<<<<
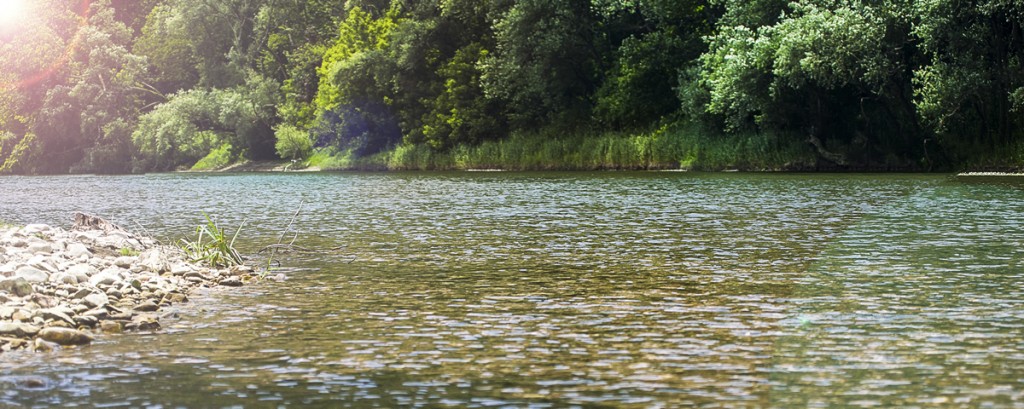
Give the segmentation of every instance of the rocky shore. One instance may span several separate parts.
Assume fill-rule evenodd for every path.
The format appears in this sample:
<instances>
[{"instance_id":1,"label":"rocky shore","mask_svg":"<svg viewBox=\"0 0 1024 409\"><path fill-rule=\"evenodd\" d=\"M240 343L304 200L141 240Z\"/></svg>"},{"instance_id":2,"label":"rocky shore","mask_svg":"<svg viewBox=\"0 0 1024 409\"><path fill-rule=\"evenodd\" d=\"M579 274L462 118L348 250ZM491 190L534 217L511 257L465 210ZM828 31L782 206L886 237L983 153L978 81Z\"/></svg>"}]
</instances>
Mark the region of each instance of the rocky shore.
<instances>
[{"instance_id":1,"label":"rocky shore","mask_svg":"<svg viewBox=\"0 0 1024 409\"><path fill-rule=\"evenodd\" d=\"M192 290L241 286L251 275L191 263L175 246L83 214L70 230L0 226L0 352L156 330L161 309Z\"/></svg>"}]
</instances>

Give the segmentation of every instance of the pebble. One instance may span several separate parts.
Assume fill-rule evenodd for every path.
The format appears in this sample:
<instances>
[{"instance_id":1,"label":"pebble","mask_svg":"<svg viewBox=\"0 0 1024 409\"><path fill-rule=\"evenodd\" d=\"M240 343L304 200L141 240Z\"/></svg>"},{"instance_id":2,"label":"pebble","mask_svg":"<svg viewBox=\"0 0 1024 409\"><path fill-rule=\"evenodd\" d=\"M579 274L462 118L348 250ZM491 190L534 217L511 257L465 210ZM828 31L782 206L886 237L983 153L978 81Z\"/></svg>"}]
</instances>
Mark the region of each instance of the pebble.
<instances>
[{"instance_id":1,"label":"pebble","mask_svg":"<svg viewBox=\"0 0 1024 409\"><path fill-rule=\"evenodd\" d=\"M0 227L0 353L87 345L90 331L157 331L162 307L188 302L198 287L241 286L253 271L205 268L110 226Z\"/></svg>"}]
</instances>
>>>>
- **WHAT TO WORK ON**:
Are you able to set down all the lines above exactly, without any pictures?

- **SOLUTION FOR THIS EXERCISE**:
Give the segmentation of every instance of the rocky shore. One instance may span several separate parts.
Assume fill-rule evenodd for every path.
The format appears in this sample:
<instances>
[{"instance_id":1,"label":"rocky shore","mask_svg":"<svg viewBox=\"0 0 1024 409\"><path fill-rule=\"evenodd\" d=\"M240 343L304 200L141 240Z\"/></svg>"},{"instance_id":2,"label":"rocky shore","mask_svg":"<svg viewBox=\"0 0 1024 409\"><path fill-rule=\"evenodd\" d=\"M579 274L462 118L348 250ZM491 190L534 217L511 257L465 210ZM828 31L782 206L886 237L983 153L978 81Z\"/></svg>"}]
</instances>
Mark the region of each instance of the rocky shore.
<instances>
[{"instance_id":1,"label":"rocky shore","mask_svg":"<svg viewBox=\"0 0 1024 409\"><path fill-rule=\"evenodd\" d=\"M192 290L241 286L251 275L191 263L175 246L83 214L70 230L0 226L0 352L156 330L161 309Z\"/></svg>"}]
</instances>

Give the segmentation of every instance of the pebble. One instance may span several separate parts.
Assume fill-rule evenodd for every path.
The format appears in this sample:
<instances>
[{"instance_id":1,"label":"pebble","mask_svg":"<svg viewBox=\"0 0 1024 409\"><path fill-rule=\"evenodd\" d=\"M240 343L304 200L141 240Z\"/></svg>"},{"instance_id":2,"label":"pebble","mask_svg":"<svg viewBox=\"0 0 1024 409\"><path fill-rule=\"evenodd\" d=\"M579 274L462 118L348 250ZM491 190L534 217L511 257L465 210ZM828 31L782 206L886 237L983 153L978 81Z\"/></svg>"}]
</instances>
Mark the region of each instance of the pebble.
<instances>
[{"instance_id":1,"label":"pebble","mask_svg":"<svg viewBox=\"0 0 1024 409\"><path fill-rule=\"evenodd\" d=\"M0 227L0 353L87 345L90 331L157 331L162 307L188 302L198 287L241 286L253 271L205 268L110 226Z\"/></svg>"}]
</instances>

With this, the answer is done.